» **Task brief**:
Carry the Keras notebook code for IMDB word connotation forward, starting after its final line.

» **Extracted text**:
In [1]:
from keras.layers import Input, Dense, TimeDistributed, Embedding
from keras.layers import Concatenate, Reshape, Lambda, Multiply, multiply, concatenate
from keras.models import Model
from keras import backend as K

import os

import tensorflow as tf
import numpy as np

# load data
# make sure that the first shape is the IMDB training data. 

def open_pickle(path):
    import pickle
    with open(path, 'rb') as f:
        X = pickle.load(f)
    return X

X_train_original = open_pickle('../../data/imdb/imdb_original_preprocessed_xtrain.pickle')
X_test_original = open_pickle('../../data/imdb/imdb_original_preprocessed_xtest.pickle')
y_train_original = open_pickle('../../data/imdb/imdb_original_preprocessed_ytrain.pickle')
y_test_original = open_pickle('../../data/imdb/imdb_original_preprocessed_ytest.pickle')

def load_unigrams(path, X, y):
    word_list = []
    connotation = {}
    
    with open(path, 'r', encoding='utf8') as f:
        for line in f:
            word_list.append(line.strip())
            
    for word in word_list:
        pos_count = 0
        neg_count = 0
        for i, doc in enumerate(X):
            if word in doc.lower():
                if (y[i] == 1):
                    pos_count += 1
                else:
                    neg_count += 1
                    
        if pos_count > neg_count:
            connotation[word] = 1
        else:
            connotation[word] = 0
    
    return word_list, connotation

def generate_appearance(X_train_corpus, X_test_corpus, word_list, connotation):
    y_train_agreement = []
    for i in range(len(X_train_corpus)):
        doc_agreement = []
        for word in word_list:
            if word in X_train_corpus[i]:
                if connotation[word] == 1:
                    doc_agreement.append(1)

» **Material provided**:

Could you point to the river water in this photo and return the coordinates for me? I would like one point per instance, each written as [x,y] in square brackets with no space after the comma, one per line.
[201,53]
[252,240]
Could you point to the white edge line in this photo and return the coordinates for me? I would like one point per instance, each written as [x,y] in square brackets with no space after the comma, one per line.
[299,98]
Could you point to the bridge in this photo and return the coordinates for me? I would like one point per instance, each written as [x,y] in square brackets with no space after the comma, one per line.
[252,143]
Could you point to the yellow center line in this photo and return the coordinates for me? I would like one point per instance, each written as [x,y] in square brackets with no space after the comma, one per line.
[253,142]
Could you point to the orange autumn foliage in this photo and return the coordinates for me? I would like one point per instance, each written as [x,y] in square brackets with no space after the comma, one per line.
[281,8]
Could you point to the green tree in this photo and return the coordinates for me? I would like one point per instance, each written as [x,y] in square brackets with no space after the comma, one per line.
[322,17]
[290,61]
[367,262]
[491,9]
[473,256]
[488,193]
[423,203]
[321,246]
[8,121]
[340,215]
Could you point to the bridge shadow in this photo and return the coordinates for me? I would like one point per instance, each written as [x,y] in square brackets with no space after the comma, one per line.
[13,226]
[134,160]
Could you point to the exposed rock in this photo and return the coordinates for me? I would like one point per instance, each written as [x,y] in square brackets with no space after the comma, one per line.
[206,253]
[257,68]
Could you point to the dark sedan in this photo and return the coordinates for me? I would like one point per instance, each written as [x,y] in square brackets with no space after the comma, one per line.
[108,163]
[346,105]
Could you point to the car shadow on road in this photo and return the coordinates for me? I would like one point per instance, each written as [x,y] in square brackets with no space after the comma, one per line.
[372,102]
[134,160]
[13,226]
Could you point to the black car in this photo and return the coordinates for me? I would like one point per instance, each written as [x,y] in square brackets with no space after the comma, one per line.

» **Exercise answer**:
                else:
                    doc_agreement.append(-1)
            else:
                doc_agreement.append(0)
        y_train_agreement.append(doc_agreement)
        
    y_test_agreement = []
    for i in range(len(X_test_corpus)):
        doc_agreement = []
        for word in word_list:
            if word in X_test_corpus[i]:
                if connotation[word] == 1:
                    doc_agreement.append(1)
                else:
                    doc_agreement.append(-1)
            else:
                doc_agreement.append(0)
        y_test_agreement.append(doc_agreement)
        
    return np.array(y_train_agreement), np.array(y_test_agreement)

# 'imdb-unigrams.txt'

####################################################################

# Count vectorizer 

from sklearn.feature_extraction.text import CountVectorizer

token = r"(?u)\b[\w\'/]+\b"
cv = CountVectorizer(min_df = 100, token_pattern=token, lowercase=True, binary=True)
X_train = cv.fit_transform(X_train_original)
X_test = cv.transform(X_test_original)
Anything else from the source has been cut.